◆ TASK OBJECTIVE ◆
Can you rewrite these lines with every "metal fork" changed to "steel fork" and nothing else altered?

◆ RECORDS PROVIDED ◆
==*==
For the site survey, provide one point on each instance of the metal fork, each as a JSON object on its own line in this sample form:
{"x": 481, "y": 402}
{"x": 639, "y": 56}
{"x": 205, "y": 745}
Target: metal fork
==*==
◆ REPLY ◆
For the site survey, provide one point on each instance of the steel fork, each as a JSON object on its own line in this sample form:
{"x": 481, "y": 402}
{"x": 639, "y": 56}
{"x": 205, "y": 745}
Target: steel fork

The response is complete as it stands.